_Conjunto de tarefas_:
1. Indique se cada afirmação a seguir está de acordo com o texto sobre as cápsulas ventilatórias na UPA da Imbiribeira: (a) O Cremepe notificou a unidade com um indicativo de interdição ética. (b) A armação da cabine é feita de canos de metal. (c) A notificação do Cremepe dá à direção técnica 48 horas para as explicações. Responda sim ou não a cada uma e cite literalmente as palavras do texto que decidem a resposta.
2. Escreva a continuação do texto sobre as cápsulas ventilatórias na UPA da Imbiribeira, começando logo após a última frase apresentada.

No fim da tarde, a Secretaria Estadual de Saúde disse que "a utilização das cápsulas ventilatórias foi uma iniciativa da organização social que gere a Unidade de Pronto Atendimento (UPA) da Imbiribeira. Em comum acordo com a direção do serviço, ficou decidido que o equipamento não será mais usado para os pacientes com suspeita do novo coronavírus", duiz um trecho da nota. A seguir, ela completa: "A SES-PE reforça que produziu um protocolo clínico epidemiológico para orientar as equipes de saúde sobre o manejo clínico do paciente suspeito ou confirmado para Covid-19. A Secretaria também ratifica a autonomia médica na conduta terapêutica de cada paciente, sempre seguindo, também, as recomendações dos protocolos existentes."
O Cremepe também se manifestou e afirmou que "tomou ciência desta situação na UPA Imbiribeira, na madrugada deste domingo (03/05/2020) e notificou a unidade com um indicativo de interdição ética. A notificação solicita explicações da direção técnica do estabelecimento de saúde, no prazo de 24h", diz a nota enviada ao JC.
"Consiste em uma armação leve e resistente formada por canos de PVC, tornando a estrutura leve, podendo ser movimentada e retirada por qualquer pessoa, facilitando seu manuseio e higienização. A cabine é revestida por uma película de vinil transparente que dá visibilidade ao paciente e auxilia na contenção do contágio, conta com aberturas em zíper para oferecer janelas de contato entre paciente e corpo médico".
Esta é a descrição da Cápsula Vanessa, que consta no site da empresa Samel. A estrutura ainda possui um exaustor e alças. "Nós estivemos no estado de Pernambuco, na cidade de Recife, na UPA de Recife. Lá, nós conseguimos aplicar a nossa técnica na frente de mais de 30 pessoas e nós temos o vídeo, o depoimento da médica de dois pacientes que iriam sofrer a intubação orotraqueal e que foram tratadas na hora com a nossa Cápsula Vanessa", diz o presidente do grupo Samel, Luiz Alberto Nicolau, em vídeo de divulgação da estrutura nas redes sociais.

_Material fornecido_:
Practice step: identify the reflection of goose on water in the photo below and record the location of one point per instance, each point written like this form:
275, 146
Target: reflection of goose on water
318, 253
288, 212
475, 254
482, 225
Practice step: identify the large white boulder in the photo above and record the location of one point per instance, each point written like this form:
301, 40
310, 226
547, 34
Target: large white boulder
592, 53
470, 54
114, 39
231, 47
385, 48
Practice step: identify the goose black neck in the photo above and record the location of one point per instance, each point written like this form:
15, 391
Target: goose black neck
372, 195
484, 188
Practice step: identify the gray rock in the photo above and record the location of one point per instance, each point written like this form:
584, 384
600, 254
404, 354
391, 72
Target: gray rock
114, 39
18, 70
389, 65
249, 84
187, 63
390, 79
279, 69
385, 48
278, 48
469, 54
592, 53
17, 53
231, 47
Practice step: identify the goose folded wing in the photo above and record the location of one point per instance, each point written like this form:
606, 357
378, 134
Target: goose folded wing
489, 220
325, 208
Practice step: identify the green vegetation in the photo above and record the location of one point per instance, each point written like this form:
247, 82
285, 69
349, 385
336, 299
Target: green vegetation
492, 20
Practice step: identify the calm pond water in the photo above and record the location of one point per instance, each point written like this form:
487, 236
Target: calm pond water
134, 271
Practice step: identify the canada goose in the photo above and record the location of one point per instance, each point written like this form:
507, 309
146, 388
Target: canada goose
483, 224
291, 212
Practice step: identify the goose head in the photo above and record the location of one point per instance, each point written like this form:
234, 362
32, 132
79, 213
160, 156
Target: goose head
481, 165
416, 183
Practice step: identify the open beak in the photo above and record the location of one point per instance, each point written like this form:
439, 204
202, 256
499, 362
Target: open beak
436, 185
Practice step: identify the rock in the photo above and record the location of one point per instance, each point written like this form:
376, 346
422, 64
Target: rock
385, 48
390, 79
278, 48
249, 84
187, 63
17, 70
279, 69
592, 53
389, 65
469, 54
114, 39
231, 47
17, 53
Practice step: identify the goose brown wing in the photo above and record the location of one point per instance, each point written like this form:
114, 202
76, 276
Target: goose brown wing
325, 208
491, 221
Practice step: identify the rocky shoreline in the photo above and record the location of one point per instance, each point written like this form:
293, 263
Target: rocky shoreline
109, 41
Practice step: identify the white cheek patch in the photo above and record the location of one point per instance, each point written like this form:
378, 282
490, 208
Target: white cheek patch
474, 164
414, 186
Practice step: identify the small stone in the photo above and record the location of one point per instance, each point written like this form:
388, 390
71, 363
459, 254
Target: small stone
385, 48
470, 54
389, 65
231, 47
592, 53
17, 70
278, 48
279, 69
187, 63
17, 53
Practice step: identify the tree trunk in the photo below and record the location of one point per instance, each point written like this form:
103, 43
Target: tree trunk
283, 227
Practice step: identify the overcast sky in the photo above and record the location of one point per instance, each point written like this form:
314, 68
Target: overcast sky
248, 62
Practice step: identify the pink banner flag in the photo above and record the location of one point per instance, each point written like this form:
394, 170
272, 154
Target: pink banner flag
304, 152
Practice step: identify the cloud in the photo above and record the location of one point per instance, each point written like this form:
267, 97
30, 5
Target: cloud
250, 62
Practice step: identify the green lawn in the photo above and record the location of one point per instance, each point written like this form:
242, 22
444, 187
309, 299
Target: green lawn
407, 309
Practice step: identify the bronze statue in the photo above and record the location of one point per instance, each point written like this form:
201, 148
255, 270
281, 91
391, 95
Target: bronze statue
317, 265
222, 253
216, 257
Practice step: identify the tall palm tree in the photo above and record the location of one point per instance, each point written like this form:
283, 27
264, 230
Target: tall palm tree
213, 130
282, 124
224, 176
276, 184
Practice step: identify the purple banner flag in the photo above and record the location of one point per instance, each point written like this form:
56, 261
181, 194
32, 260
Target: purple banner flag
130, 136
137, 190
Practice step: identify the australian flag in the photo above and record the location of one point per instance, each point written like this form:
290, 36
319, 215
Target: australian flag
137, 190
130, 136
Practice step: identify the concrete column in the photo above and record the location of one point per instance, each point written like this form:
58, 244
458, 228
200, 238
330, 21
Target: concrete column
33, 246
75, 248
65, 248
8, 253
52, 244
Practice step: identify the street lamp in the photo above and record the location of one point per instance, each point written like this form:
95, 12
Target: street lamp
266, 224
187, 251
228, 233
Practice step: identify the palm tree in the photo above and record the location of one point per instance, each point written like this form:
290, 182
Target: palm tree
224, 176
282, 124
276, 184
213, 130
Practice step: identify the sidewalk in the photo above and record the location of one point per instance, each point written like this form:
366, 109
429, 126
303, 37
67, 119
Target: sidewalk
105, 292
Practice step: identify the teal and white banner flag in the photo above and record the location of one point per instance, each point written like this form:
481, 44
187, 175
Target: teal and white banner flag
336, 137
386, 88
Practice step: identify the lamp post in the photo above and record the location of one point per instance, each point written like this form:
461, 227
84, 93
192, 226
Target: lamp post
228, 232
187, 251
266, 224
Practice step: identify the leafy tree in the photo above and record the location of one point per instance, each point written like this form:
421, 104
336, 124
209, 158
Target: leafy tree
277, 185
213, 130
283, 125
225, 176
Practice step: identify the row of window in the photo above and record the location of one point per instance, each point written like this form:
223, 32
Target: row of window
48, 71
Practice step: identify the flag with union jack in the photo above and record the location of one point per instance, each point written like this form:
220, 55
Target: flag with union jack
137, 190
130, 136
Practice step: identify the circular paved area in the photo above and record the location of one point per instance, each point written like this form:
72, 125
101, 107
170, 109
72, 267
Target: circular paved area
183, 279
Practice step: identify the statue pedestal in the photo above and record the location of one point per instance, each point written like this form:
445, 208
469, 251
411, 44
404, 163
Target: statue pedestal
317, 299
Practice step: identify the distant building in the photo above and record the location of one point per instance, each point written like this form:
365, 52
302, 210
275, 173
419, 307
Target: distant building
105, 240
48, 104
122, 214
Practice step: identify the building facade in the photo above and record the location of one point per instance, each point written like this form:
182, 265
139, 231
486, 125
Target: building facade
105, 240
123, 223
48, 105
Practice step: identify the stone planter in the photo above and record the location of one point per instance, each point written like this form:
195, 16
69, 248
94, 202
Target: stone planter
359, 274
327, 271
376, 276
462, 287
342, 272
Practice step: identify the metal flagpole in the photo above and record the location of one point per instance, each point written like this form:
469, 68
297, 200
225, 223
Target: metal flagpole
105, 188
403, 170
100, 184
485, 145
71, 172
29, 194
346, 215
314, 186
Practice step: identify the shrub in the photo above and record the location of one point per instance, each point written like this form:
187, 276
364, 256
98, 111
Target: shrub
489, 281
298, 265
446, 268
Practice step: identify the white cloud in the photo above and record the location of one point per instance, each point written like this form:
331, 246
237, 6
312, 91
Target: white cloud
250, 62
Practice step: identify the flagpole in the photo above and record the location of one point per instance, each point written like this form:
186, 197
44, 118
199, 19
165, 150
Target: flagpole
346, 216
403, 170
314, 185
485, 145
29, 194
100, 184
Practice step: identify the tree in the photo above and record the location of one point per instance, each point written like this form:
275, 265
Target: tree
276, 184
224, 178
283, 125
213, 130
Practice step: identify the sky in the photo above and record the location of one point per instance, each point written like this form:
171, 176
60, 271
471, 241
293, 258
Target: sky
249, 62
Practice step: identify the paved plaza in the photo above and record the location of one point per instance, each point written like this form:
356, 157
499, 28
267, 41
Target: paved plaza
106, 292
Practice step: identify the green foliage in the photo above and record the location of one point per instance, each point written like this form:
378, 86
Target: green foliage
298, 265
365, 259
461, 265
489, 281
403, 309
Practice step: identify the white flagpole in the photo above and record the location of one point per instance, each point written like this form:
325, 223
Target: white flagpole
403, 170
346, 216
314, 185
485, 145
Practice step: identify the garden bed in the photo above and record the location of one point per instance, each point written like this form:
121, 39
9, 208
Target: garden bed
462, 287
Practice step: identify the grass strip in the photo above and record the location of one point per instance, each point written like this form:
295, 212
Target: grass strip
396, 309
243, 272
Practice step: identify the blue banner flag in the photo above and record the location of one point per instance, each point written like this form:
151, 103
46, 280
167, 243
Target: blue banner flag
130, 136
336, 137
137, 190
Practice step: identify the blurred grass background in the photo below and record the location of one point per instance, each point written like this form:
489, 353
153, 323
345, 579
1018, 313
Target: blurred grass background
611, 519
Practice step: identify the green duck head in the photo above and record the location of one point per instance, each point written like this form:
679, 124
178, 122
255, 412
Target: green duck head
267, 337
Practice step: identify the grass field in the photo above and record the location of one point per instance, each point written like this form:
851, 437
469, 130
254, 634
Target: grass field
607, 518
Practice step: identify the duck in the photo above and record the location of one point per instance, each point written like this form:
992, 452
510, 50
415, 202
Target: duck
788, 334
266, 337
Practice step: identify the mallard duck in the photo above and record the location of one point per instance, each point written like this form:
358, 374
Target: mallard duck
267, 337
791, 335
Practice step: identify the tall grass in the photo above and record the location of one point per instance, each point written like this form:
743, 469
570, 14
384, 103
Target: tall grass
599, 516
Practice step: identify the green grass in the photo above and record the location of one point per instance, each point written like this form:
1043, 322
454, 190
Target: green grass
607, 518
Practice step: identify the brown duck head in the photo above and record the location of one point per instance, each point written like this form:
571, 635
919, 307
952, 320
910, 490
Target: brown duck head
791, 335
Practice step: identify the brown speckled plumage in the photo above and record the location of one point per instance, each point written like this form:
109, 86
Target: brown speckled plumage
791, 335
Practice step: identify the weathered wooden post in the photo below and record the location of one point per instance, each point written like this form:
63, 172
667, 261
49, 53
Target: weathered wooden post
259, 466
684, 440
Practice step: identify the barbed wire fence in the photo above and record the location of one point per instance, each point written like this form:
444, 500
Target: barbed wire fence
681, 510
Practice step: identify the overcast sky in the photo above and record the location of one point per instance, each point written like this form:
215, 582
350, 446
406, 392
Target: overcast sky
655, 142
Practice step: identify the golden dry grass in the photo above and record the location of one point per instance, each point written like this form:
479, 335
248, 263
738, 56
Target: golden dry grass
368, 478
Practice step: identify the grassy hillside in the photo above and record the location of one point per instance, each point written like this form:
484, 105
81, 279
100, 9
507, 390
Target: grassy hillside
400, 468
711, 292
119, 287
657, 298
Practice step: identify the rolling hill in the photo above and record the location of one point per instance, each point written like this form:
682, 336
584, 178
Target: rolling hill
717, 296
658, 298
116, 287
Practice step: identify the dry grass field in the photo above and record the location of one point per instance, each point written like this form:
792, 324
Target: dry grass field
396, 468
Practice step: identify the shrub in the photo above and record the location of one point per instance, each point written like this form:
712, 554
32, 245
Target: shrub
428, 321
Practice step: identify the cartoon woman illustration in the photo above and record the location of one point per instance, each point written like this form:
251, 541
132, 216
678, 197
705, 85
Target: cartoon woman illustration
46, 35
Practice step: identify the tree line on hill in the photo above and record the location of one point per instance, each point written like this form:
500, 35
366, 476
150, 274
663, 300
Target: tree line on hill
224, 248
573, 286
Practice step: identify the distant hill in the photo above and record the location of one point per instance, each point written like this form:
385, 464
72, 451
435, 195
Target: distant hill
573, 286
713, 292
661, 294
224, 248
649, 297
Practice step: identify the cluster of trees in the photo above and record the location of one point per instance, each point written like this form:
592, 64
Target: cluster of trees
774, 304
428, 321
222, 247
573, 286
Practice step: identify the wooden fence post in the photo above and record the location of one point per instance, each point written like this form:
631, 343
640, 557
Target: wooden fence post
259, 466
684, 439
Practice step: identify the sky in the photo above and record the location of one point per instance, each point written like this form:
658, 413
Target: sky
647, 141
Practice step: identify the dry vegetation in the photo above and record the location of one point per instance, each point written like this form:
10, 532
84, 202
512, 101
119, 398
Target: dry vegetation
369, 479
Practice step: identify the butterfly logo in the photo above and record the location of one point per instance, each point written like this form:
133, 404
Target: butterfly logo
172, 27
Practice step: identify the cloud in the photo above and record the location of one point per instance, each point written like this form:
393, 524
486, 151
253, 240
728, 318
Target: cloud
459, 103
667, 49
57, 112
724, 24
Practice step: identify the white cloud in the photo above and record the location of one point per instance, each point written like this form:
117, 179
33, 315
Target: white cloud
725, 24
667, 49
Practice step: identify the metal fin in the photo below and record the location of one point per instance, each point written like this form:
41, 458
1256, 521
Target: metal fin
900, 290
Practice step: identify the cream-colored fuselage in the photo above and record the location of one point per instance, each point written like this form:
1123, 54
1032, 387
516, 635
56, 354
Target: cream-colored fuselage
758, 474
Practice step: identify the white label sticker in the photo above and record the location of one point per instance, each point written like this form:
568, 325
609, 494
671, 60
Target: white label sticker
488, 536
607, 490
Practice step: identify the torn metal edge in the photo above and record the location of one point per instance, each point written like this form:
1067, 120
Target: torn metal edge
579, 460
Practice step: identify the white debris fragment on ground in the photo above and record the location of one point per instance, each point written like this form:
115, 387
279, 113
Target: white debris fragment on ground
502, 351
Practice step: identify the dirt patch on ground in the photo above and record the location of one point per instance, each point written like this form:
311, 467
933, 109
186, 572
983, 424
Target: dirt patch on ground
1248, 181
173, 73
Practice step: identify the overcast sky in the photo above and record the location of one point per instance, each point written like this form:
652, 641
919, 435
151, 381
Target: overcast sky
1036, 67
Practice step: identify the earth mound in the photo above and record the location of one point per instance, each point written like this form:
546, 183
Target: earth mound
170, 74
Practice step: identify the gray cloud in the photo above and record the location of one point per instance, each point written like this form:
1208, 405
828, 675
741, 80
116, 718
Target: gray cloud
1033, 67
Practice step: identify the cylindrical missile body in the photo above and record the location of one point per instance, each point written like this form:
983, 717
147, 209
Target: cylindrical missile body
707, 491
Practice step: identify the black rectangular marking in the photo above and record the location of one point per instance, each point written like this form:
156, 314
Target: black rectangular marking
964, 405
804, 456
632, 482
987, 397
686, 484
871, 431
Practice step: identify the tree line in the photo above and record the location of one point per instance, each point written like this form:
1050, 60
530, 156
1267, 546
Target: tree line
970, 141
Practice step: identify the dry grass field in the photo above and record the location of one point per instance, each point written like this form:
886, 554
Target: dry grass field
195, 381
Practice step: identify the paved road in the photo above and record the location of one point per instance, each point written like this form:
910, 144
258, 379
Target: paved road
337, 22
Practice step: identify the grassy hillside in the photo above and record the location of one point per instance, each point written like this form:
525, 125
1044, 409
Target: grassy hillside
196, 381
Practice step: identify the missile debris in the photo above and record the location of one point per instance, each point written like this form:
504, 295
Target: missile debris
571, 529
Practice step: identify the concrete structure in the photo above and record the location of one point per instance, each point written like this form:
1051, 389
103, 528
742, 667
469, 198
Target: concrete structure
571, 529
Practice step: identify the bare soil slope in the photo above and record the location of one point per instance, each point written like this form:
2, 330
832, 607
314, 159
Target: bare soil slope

_Respostas_:
1.
(a) Sim: "notificou a unidade com um indicativo de interdição ética".
(b) Não: "formada por canos de PVC".
(c) Não: "no prazo de 24h".

2.
De acordo com a empresa, além de Pernambuco, a cápsula também está sendo utilizada no Pará, Roraima e Acre. "Nós, da Samel, e do Instituto Transire, não temos nenhum fim lucrativo. Todos os lugares que nos chamarem, nós iremos aplicar a prática, dar o treinamento, tudo de forma gratuita", completa, ainda, o presidente do grupo.
Em documento assinado pela Associação de Medicina Intensiva Brasileira (Amib), pela Associação Brasileira de Medicina de Emergência (Abramede), pela Associação Brasileira de Fisioterapia Cardiorrespiratória e Fisioterapia em Terapia Intensiva (Assobrafir) e pela Sociedade Brasileira para a Qualidade do Cuidado e Segurança do Paciente (Sobrasp), de abril de 2020, as entidades fizeram considerações sobre dispositivos como a Cápsula Vanessa.
Entre os pontos levantados pelas associações estão a falta de estudos clínicos que comprovem a eficácia do dispositivo como forma de proteção para os profissionais de saúde e a necessidade de descontaminação da estrutura por meio de uma autoclave (aparelho de laboratório utilizado para esterilizar materiais), técnica que poderia destruir o dispositivo.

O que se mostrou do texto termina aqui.